[Instructions to follow]: Reproduce the entire listing below verbatim, omitting the pictures.
--- Start of Supplied information ---
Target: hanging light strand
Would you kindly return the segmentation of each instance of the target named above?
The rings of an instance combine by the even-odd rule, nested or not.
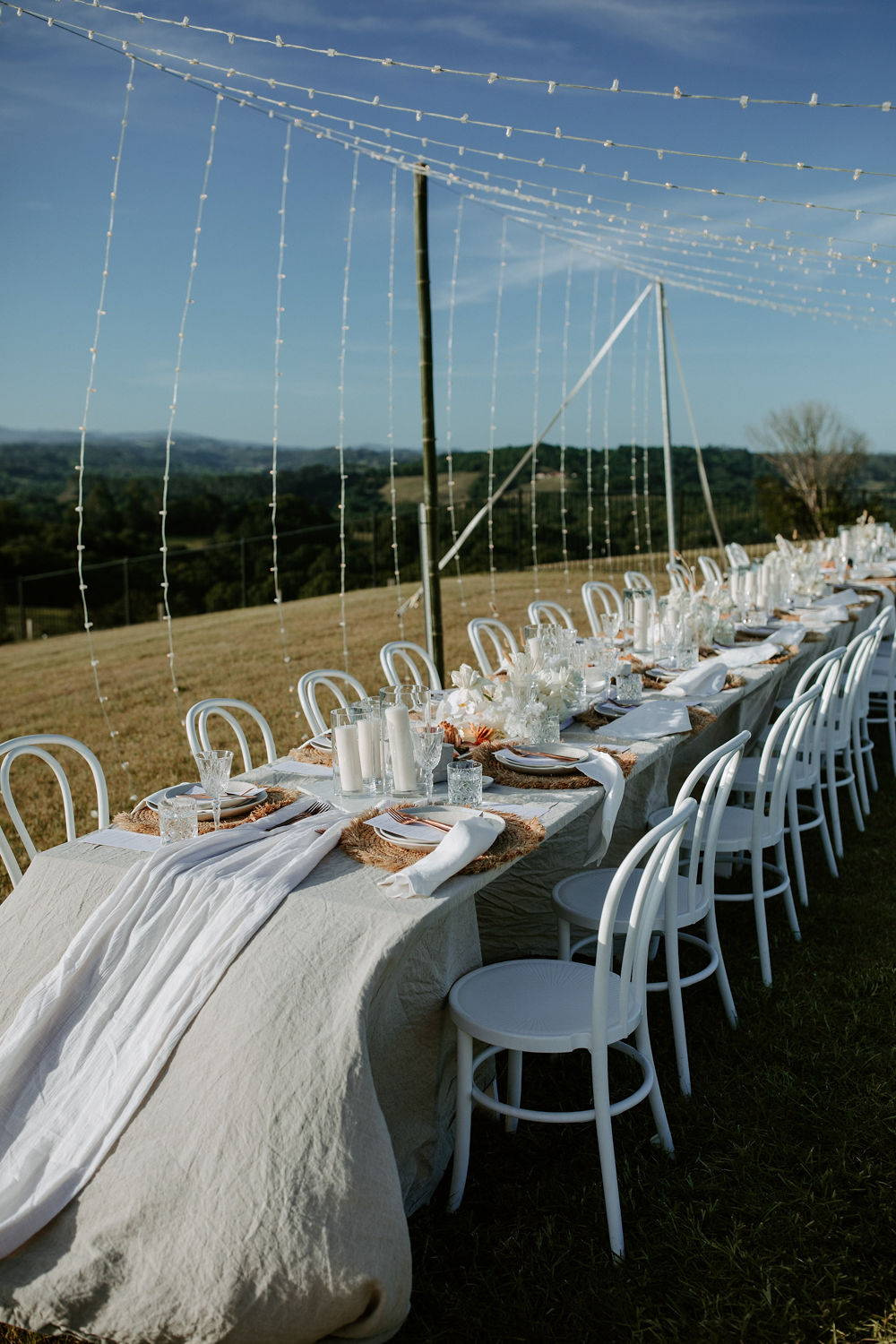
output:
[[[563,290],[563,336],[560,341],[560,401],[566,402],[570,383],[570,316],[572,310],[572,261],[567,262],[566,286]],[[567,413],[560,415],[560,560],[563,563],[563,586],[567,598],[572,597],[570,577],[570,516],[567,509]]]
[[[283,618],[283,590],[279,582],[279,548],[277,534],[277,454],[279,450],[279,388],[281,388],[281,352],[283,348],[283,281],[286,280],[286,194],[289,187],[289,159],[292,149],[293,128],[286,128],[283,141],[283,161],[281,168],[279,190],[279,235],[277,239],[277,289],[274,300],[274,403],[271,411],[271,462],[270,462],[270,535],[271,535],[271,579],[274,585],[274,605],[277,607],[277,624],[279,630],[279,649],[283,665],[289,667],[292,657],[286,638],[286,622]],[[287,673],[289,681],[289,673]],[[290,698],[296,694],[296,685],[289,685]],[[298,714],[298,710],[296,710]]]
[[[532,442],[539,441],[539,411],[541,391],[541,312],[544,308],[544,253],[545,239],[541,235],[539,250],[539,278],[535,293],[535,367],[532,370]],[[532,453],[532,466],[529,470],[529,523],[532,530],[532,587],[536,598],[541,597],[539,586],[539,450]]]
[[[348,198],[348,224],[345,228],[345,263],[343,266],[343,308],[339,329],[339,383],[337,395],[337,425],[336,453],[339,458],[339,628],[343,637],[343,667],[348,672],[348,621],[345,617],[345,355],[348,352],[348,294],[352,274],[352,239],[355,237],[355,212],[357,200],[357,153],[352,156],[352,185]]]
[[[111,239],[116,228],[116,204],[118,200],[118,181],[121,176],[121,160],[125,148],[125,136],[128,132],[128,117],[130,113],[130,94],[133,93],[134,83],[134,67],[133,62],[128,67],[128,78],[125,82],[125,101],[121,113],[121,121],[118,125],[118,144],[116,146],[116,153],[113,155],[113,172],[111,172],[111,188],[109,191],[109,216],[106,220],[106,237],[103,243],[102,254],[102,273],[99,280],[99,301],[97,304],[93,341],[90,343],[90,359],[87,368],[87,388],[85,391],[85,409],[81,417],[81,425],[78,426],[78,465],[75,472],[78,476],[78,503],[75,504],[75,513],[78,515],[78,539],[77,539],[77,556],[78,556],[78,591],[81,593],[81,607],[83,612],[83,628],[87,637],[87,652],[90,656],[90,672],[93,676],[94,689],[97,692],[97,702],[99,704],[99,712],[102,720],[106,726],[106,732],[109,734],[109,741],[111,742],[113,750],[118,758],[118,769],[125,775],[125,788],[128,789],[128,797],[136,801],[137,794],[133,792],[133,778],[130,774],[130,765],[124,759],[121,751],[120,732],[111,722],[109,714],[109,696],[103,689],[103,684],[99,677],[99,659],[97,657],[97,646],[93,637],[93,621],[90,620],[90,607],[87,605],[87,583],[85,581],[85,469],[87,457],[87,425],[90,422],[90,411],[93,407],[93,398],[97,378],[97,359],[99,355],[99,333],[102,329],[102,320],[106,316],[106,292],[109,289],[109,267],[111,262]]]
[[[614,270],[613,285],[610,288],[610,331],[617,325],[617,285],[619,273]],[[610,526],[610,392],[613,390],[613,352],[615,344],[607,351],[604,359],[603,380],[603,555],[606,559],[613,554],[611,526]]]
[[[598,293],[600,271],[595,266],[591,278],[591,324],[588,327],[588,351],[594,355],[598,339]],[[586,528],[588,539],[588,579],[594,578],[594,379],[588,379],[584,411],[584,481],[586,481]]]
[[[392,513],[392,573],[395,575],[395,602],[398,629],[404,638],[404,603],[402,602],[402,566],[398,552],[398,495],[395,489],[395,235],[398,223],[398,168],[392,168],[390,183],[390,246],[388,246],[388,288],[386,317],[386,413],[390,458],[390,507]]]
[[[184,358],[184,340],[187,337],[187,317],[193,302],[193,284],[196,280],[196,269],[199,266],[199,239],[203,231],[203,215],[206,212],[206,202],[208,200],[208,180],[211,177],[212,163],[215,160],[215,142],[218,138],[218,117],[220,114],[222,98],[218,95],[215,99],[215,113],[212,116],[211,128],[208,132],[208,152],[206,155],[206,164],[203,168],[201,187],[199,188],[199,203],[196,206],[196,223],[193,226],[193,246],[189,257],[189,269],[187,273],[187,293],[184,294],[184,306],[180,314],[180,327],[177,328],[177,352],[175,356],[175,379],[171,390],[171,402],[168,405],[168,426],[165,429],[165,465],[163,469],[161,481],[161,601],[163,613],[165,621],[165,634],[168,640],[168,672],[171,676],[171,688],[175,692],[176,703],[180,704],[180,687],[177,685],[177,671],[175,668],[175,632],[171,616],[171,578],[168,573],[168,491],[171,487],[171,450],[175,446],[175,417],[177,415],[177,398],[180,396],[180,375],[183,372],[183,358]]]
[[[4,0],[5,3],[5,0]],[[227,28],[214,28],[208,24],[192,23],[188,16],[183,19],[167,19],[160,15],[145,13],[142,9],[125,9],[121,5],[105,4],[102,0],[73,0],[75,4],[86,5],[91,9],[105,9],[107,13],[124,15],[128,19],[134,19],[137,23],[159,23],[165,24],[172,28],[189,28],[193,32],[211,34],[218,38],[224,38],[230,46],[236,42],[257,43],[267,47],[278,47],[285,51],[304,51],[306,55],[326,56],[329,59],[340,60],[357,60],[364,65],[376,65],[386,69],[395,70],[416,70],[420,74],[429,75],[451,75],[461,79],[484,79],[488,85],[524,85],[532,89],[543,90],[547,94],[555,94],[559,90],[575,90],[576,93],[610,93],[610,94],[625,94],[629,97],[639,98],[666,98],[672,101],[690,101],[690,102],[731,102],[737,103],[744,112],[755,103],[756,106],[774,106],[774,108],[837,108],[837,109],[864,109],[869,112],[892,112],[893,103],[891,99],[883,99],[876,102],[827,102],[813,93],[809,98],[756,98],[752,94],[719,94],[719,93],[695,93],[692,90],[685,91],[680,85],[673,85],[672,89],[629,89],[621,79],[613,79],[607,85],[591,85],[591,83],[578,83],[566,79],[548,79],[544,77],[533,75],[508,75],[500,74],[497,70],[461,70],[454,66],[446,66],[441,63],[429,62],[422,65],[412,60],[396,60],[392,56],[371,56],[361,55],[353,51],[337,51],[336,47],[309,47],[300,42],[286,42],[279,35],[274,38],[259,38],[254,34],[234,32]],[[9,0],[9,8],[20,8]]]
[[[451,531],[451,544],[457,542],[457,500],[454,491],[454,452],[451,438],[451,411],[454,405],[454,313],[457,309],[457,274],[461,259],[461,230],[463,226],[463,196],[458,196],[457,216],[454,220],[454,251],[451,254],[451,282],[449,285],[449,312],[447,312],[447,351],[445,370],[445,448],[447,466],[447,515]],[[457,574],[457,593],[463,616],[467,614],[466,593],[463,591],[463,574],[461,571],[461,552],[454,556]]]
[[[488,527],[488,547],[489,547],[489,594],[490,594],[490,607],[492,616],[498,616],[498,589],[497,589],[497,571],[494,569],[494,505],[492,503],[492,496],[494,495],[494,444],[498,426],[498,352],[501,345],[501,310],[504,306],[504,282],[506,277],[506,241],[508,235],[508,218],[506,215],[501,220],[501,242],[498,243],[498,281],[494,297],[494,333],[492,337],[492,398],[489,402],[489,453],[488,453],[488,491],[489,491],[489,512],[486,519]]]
--- End of Supplied information ---
[The response]:
Target: hanging light strand
Would you kindly return the segmentation of each instance of the target named above?
The rings of an instance combine by the even-odd rule, nested or not.
output:
[[[563,290],[563,336],[560,341],[560,401],[566,402],[570,383],[570,316],[572,310],[572,261],[567,262],[566,286]],[[567,413],[560,415],[560,560],[563,563],[563,586],[567,598],[572,597],[570,577],[570,516],[567,509]]]
[[[283,618],[283,590],[279,582],[279,548],[277,534],[277,454],[279,450],[279,388],[281,388],[281,352],[283,348],[283,281],[286,280],[286,194],[289,187],[289,159],[292,149],[293,128],[286,128],[283,141],[283,161],[281,168],[279,190],[279,235],[277,239],[277,289],[274,300],[274,403],[271,411],[271,462],[270,462],[270,535],[271,535],[271,579],[274,585],[274,605],[277,607],[277,624],[279,630],[279,649],[283,665],[289,667],[292,657],[286,638],[286,622]],[[287,673],[289,681],[289,673]],[[290,698],[296,694],[296,685],[289,685]],[[298,714],[298,710],[296,710]]]
[[[532,442],[539,441],[539,411],[541,391],[541,312],[544,308],[544,253],[545,239],[541,235],[539,250],[539,278],[535,293],[535,367],[532,370]],[[532,453],[532,466],[529,470],[529,523],[532,530],[532,587],[536,598],[541,597],[539,586],[539,450]]]
[[[348,198],[348,224],[345,228],[345,263],[343,266],[343,308],[339,329],[339,383],[337,395],[337,425],[336,453],[339,458],[339,628],[343,637],[343,667],[348,672],[348,621],[345,617],[345,355],[348,352],[348,294],[352,274],[352,239],[355,237],[355,212],[357,200],[357,153],[352,156],[352,185]]]
[[[111,239],[116,228],[116,204],[118,200],[118,181],[121,176],[121,160],[125,148],[125,136],[128,132],[128,117],[130,113],[130,94],[133,93],[134,83],[134,67],[133,62],[128,67],[128,78],[125,82],[125,101],[121,113],[121,121],[118,125],[118,144],[116,146],[116,153],[113,155],[113,172],[111,172],[111,188],[109,191],[109,216],[106,220],[106,237],[103,243],[102,254],[102,273],[99,280],[99,301],[97,304],[93,341],[90,343],[90,359],[87,368],[87,388],[85,391],[85,409],[81,417],[81,425],[78,426],[78,465],[75,472],[78,476],[78,503],[75,504],[75,513],[78,515],[78,539],[77,539],[77,556],[78,556],[78,591],[81,593],[81,607],[83,612],[83,628],[87,637],[87,652],[90,656],[90,672],[93,676],[94,689],[97,692],[97,702],[99,704],[99,712],[102,720],[106,726],[106,732],[109,734],[109,741],[111,742],[113,750],[118,758],[118,769],[125,775],[125,788],[128,789],[128,797],[136,801],[137,794],[133,792],[133,778],[130,774],[130,765],[124,759],[121,751],[120,732],[111,722],[109,714],[109,696],[103,689],[103,684],[99,677],[99,659],[97,657],[97,646],[93,637],[93,621],[90,620],[90,607],[87,605],[87,583],[85,581],[85,469],[87,457],[87,425],[90,422],[90,411],[93,407],[93,398],[97,378],[97,359],[99,355],[99,333],[102,329],[102,320],[106,316],[106,292],[109,289],[109,267],[111,262]]]
[[[614,270],[613,285],[610,288],[610,331],[617,325],[617,285],[619,273]],[[610,526],[610,392],[613,390],[613,352],[615,344],[607,351],[604,359],[603,380],[603,555],[606,559],[613,554],[611,526]]]
[[[598,293],[600,271],[595,266],[591,278],[591,324],[588,327],[588,351],[594,355],[598,339]],[[586,528],[588,539],[588,579],[594,578],[594,379],[588,379],[584,411],[584,481],[586,481]]]
[[[392,513],[392,573],[395,575],[395,602],[398,629],[404,638],[404,603],[402,602],[402,566],[398,552],[398,495],[395,489],[395,235],[398,223],[398,168],[392,168],[390,183],[390,246],[388,246],[388,288],[386,317],[386,413],[390,458],[390,507]]]
[[[184,358],[184,340],[187,337],[187,317],[193,302],[193,284],[196,280],[196,269],[199,266],[199,239],[203,231],[203,215],[206,212],[206,202],[208,200],[208,180],[211,177],[212,163],[215,160],[215,142],[218,138],[218,117],[220,114],[222,98],[218,95],[215,99],[215,113],[212,116],[211,128],[208,132],[208,152],[206,155],[206,164],[203,168],[201,187],[199,188],[199,203],[196,206],[196,223],[193,226],[193,246],[189,257],[189,269],[187,273],[187,293],[184,294],[184,306],[180,314],[180,327],[177,328],[177,352],[175,356],[175,379],[171,390],[171,402],[168,405],[168,426],[165,429],[165,465],[163,469],[161,481],[161,601],[163,613],[165,621],[165,634],[168,640],[168,672],[171,676],[171,688],[175,692],[176,703],[180,704],[180,687],[177,685],[177,671],[175,668],[175,632],[171,616],[171,578],[168,573],[168,491],[171,487],[171,450],[175,446],[175,417],[177,415],[177,398],[180,396],[180,375],[183,372],[183,358]]]
[[[4,0],[5,3],[5,0]],[[227,28],[214,28],[208,24],[192,23],[188,16],[183,19],[167,19],[160,15],[145,13],[142,9],[125,9],[121,5],[105,4],[102,0],[73,0],[75,4],[86,5],[91,9],[105,9],[107,13],[124,15],[128,19],[134,19],[137,23],[159,23],[165,24],[172,28],[189,28],[193,32],[211,34],[218,38],[224,38],[230,46],[236,42],[257,43],[267,47],[278,47],[285,51],[304,51],[306,55],[326,56],[329,59],[340,60],[357,60],[364,65],[376,65],[386,69],[395,70],[416,70],[420,74],[429,75],[451,75],[461,79],[484,79],[488,85],[524,85],[532,89],[543,90],[547,94],[555,94],[559,90],[575,90],[576,93],[610,93],[610,94],[625,94],[629,97],[639,98],[666,98],[672,101],[690,101],[690,102],[731,102],[737,103],[744,112],[755,103],[756,106],[774,106],[774,108],[837,108],[837,109],[864,109],[869,112],[892,112],[893,103],[891,99],[883,99],[876,102],[827,102],[813,93],[809,98],[756,98],[752,94],[719,94],[719,93],[695,93],[692,90],[685,91],[680,85],[673,85],[672,89],[629,89],[621,79],[613,79],[607,85],[591,85],[591,83],[578,83],[566,79],[548,79],[544,77],[533,75],[508,75],[500,74],[497,70],[461,70],[454,66],[446,66],[441,63],[429,62],[422,65],[412,60],[396,60],[392,56],[371,56],[361,55],[353,51],[337,51],[336,47],[309,47],[300,42],[286,42],[279,35],[274,38],[259,38],[254,34],[234,32]],[[9,0],[9,8],[20,8]]]
[[[451,531],[451,544],[457,542],[457,500],[454,491],[454,452],[451,438],[451,411],[454,405],[454,313],[457,309],[457,274],[461,259],[461,230],[463,226],[463,196],[458,196],[457,216],[454,220],[454,251],[451,254],[451,282],[449,285],[449,312],[447,312],[447,351],[445,370],[445,448],[447,466],[447,515]],[[457,574],[457,593],[463,616],[467,614],[466,593],[463,591],[463,574],[461,571],[461,552],[454,556]]]
[[[488,527],[488,547],[489,547],[489,594],[490,594],[490,607],[492,616],[498,616],[498,589],[497,589],[497,571],[494,569],[494,505],[492,503],[492,496],[494,495],[494,444],[498,426],[498,352],[501,345],[501,310],[504,306],[504,282],[506,277],[506,241],[508,235],[508,218],[506,215],[501,220],[501,242],[498,243],[498,281],[494,297],[494,333],[492,337],[492,398],[489,402],[489,453],[488,453],[488,491],[489,491],[489,512],[486,519]]]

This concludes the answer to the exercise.